Required task ▸
Only the lines from the one containing "Mark every instance of the table" through the final line of the material below should be output, exactly as they stand.

Provided information ▸
= = = = =
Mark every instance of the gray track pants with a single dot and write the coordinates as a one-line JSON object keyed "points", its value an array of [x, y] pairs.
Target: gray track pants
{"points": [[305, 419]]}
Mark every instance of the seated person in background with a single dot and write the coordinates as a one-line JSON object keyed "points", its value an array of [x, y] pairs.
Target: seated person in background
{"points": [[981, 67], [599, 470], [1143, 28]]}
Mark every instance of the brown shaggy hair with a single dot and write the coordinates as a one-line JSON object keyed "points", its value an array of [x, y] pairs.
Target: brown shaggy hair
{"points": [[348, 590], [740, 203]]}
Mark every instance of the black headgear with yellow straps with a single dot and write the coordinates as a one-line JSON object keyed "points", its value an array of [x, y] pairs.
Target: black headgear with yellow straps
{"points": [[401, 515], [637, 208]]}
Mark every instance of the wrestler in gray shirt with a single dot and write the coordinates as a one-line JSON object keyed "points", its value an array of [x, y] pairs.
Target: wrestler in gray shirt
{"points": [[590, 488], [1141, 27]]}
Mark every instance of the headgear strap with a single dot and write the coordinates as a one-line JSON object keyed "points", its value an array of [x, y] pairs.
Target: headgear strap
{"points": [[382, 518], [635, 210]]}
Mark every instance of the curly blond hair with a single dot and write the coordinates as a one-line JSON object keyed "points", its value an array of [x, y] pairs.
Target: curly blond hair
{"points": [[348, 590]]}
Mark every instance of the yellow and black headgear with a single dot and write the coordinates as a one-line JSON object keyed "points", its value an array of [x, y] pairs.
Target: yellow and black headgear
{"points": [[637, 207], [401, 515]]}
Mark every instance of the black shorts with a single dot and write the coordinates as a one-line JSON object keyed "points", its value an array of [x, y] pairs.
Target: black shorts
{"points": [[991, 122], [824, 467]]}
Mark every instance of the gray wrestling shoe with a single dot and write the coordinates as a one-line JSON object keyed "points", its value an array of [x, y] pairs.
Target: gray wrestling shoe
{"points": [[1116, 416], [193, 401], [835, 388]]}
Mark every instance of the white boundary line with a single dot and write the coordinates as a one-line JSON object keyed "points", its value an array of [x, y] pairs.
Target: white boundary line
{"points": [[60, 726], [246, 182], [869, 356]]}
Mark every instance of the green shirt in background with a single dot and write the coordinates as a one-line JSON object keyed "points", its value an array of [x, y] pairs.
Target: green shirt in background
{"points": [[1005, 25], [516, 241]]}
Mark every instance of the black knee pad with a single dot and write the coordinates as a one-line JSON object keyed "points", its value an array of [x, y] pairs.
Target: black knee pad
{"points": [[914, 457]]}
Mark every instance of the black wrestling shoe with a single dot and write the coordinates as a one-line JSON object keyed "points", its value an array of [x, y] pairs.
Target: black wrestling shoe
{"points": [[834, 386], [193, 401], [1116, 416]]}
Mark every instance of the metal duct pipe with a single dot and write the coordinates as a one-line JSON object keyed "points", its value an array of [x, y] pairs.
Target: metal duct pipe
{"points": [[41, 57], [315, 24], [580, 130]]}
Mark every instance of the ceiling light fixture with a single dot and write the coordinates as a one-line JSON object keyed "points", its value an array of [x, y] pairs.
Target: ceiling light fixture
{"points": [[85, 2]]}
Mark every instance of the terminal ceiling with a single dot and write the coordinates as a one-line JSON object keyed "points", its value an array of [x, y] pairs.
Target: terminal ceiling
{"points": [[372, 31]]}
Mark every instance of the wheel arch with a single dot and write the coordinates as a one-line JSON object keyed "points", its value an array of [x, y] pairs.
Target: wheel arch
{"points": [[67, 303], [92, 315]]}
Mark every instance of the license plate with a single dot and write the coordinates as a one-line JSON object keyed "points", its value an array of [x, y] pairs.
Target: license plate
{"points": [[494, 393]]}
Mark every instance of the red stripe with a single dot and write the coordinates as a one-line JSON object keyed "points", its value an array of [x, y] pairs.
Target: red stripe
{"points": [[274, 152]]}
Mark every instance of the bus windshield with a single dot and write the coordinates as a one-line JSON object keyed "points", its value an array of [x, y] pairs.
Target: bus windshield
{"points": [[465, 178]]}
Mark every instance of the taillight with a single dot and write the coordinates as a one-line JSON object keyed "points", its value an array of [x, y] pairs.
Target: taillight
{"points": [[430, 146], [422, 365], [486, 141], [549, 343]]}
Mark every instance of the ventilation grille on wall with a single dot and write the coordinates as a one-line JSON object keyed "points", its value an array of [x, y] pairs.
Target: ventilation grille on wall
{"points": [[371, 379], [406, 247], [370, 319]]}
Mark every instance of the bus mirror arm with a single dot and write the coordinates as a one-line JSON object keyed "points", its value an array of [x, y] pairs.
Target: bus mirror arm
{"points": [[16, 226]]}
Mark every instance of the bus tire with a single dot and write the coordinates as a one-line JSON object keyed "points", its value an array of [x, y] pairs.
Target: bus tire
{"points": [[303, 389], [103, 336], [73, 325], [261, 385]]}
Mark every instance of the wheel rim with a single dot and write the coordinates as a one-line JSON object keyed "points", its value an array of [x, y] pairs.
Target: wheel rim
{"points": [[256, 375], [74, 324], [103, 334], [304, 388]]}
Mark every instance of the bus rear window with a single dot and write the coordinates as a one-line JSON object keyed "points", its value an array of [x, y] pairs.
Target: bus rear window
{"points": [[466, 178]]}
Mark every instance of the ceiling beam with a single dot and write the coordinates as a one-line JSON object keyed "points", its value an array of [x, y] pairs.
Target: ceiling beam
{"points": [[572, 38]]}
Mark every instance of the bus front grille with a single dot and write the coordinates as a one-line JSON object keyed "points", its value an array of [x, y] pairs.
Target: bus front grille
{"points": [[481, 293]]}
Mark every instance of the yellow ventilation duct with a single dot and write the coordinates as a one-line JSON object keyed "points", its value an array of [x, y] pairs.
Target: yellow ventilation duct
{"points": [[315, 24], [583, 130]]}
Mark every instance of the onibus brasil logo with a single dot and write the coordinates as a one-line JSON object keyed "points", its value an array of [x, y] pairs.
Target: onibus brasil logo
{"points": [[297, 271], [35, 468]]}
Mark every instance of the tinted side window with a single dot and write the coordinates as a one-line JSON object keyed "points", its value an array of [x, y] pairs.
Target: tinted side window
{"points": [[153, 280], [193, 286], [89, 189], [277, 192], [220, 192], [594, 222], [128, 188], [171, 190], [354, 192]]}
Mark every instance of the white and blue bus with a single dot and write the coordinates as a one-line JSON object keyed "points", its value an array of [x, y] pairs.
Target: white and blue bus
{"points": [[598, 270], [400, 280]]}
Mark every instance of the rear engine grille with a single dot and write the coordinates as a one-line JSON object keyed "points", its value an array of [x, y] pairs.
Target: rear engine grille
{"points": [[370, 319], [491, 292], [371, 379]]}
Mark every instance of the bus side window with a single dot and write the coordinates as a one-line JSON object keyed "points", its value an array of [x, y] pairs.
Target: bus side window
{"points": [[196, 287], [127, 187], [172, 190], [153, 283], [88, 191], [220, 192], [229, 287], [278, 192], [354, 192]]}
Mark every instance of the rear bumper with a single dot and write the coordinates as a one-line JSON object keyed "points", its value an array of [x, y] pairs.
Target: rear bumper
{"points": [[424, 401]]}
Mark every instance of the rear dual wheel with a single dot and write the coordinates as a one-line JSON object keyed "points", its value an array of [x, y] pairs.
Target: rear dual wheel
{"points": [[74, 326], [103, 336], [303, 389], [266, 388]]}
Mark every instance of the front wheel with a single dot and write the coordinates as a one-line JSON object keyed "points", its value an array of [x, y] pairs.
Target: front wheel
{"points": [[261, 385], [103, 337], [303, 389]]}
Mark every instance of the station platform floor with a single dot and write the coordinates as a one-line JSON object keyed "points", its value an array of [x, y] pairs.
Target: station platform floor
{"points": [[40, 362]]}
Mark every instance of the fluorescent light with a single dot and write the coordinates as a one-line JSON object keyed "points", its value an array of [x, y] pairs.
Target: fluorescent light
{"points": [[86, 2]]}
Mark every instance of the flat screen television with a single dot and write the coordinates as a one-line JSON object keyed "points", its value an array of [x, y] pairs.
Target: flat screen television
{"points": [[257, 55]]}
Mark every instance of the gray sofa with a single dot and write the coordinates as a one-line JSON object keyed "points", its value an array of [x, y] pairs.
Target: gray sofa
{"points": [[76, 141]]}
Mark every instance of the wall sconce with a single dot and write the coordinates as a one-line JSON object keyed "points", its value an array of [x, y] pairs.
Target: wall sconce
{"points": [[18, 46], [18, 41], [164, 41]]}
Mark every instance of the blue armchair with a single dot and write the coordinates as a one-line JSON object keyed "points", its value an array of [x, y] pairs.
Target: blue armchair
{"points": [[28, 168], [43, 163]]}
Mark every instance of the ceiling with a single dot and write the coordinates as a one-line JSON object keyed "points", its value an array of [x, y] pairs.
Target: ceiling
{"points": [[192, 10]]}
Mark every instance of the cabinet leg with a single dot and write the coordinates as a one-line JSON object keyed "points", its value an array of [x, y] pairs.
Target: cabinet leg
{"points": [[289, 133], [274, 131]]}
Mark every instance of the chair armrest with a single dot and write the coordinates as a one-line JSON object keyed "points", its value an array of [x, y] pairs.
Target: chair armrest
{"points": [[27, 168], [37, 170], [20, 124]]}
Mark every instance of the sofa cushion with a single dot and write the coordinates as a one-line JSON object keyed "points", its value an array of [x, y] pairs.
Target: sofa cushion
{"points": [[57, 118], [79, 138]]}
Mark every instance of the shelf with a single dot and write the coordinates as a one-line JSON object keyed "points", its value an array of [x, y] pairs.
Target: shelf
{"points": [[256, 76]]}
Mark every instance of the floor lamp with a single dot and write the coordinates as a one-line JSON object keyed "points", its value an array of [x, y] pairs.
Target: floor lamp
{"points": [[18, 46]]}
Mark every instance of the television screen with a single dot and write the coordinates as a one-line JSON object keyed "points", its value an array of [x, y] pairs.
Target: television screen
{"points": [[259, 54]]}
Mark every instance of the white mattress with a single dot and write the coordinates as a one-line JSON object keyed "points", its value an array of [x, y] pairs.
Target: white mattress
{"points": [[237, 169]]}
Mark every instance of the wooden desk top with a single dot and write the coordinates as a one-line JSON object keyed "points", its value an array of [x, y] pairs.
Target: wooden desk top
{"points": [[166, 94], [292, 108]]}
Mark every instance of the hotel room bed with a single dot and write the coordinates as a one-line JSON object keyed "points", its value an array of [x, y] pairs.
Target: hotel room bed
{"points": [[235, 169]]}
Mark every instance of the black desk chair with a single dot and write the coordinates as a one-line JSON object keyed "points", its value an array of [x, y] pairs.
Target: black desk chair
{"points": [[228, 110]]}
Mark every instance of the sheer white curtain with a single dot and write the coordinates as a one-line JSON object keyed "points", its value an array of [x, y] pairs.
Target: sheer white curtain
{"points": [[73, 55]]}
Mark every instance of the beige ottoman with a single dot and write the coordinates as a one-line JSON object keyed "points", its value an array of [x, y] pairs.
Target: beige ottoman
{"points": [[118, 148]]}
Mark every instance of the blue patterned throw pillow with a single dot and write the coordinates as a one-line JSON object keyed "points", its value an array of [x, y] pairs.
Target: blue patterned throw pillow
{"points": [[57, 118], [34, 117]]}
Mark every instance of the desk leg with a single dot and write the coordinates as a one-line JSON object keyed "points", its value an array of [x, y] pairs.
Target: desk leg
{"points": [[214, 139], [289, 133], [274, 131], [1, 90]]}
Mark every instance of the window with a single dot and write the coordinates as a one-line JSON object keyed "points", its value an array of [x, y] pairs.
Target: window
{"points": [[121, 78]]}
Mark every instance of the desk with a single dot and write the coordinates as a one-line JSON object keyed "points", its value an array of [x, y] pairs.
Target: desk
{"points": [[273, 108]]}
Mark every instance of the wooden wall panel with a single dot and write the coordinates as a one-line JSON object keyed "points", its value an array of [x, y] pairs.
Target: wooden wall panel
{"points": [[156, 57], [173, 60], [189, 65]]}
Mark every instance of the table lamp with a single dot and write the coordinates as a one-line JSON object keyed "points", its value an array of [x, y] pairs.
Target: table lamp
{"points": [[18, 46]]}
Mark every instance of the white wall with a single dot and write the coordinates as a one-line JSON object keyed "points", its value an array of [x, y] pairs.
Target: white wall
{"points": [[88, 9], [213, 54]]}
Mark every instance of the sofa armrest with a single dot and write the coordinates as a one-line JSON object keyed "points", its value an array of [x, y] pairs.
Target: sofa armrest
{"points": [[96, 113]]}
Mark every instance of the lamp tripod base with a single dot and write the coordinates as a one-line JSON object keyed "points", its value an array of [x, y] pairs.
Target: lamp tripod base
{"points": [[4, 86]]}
= = = = =
Written answer ▸
Mark every instance of the table lamp with a single dot and write the coordinates as a one-line JSON object keyed "points", its value an array of [x, y] pairs.
Target: table lamp
{"points": [[18, 46]]}
Mark every instance of the white wall with a single dot and write the coordinates as a one-line JSON object keyed "points", its value an array of [x, y] pairs.
Target: white wall
{"points": [[88, 9], [213, 54]]}
Mark every instance of the sofa armrest with a single dot and write the coordinates as a one-line JSON object keyed "points", its value an array of [x, y] pairs.
Target: sofa armrest
{"points": [[96, 113]]}
Mark every instance of the lamp tripod base with a single dot and write the coordinates as a one-line JSON object keyed "points", its value an array of [x, y] pairs.
Target: lamp tripod base
{"points": [[4, 86]]}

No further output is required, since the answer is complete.